** Start of Dataset excerpts **

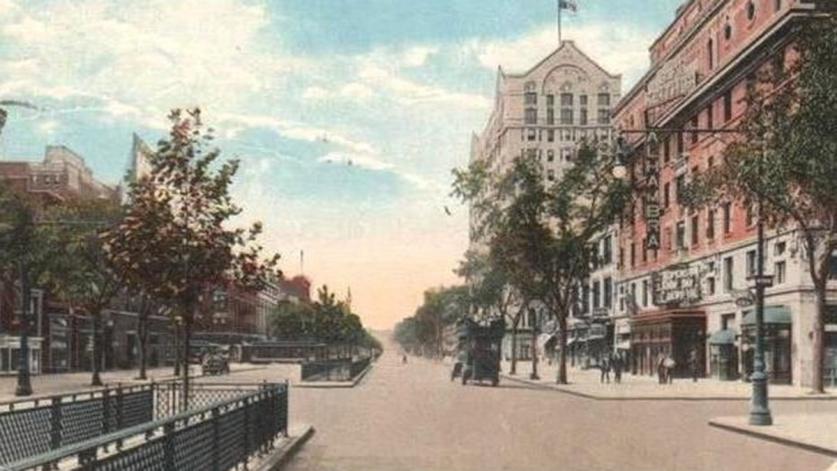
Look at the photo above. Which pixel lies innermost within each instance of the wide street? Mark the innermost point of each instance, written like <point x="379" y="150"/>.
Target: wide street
<point x="411" y="417"/>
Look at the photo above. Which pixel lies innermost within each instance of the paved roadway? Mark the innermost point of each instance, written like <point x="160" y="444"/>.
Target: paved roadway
<point x="411" y="417"/>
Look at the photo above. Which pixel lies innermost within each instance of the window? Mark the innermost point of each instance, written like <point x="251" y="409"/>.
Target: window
<point x="531" y="116"/>
<point x="694" y="133"/>
<point x="608" y="292"/>
<point x="779" y="272"/>
<point x="728" y="105"/>
<point x="604" y="99"/>
<point x="710" y="54"/>
<point x="710" y="224"/>
<point x="607" y="251"/>
<point x="681" y="235"/>
<point x="695" y="229"/>
<point x="728" y="279"/>
<point x="751" y="215"/>
<point x="727" y="208"/>
<point x="751" y="263"/>
<point x="680" y="187"/>
<point x="709" y="118"/>
<point x="604" y="116"/>
<point x="566" y="116"/>
<point x="727" y="321"/>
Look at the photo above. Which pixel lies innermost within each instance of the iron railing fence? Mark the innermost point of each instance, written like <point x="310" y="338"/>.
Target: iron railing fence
<point x="217" y="437"/>
<point x="33" y="426"/>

** End of Dataset excerpts **

Written exercise |
Please reproduce every row above word for word, leaving out the pictures.

Solved exercise |
Look at the photo above. Which pixel lies innermost within each instance of the wide street? Mark the innermost point of each instance, written like <point x="379" y="150"/>.
Target: wide street
<point x="411" y="417"/>
Look at the photo above. Which pixel lies innermost within each instance of the paved roadway? Mark the innermost point of each instance, written like <point x="160" y="444"/>.
Target: paved roadway
<point x="411" y="417"/>
Look at the photo above. Which pixel lies innermost within each instance of the window? Mark the innermost point of each instance, written like <point x="251" y="409"/>.
Target: window
<point x="531" y="116"/>
<point x="694" y="133"/>
<point x="608" y="292"/>
<point x="779" y="272"/>
<point x="728" y="105"/>
<point x="604" y="99"/>
<point x="710" y="54"/>
<point x="710" y="224"/>
<point x="607" y="251"/>
<point x="681" y="235"/>
<point x="695" y="229"/>
<point x="728" y="279"/>
<point x="751" y="215"/>
<point x="727" y="208"/>
<point x="751" y="263"/>
<point x="680" y="187"/>
<point x="709" y="118"/>
<point x="604" y="116"/>
<point x="566" y="116"/>
<point x="727" y="321"/>
Look at the photo above. Which pixel lies innermost within each instance of the iron railing fence? Mark the innermost point of each instance, written like <point x="310" y="338"/>.
Target: iron railing fence
<point x="217" y="437"/>
<point x="33" y="426"/>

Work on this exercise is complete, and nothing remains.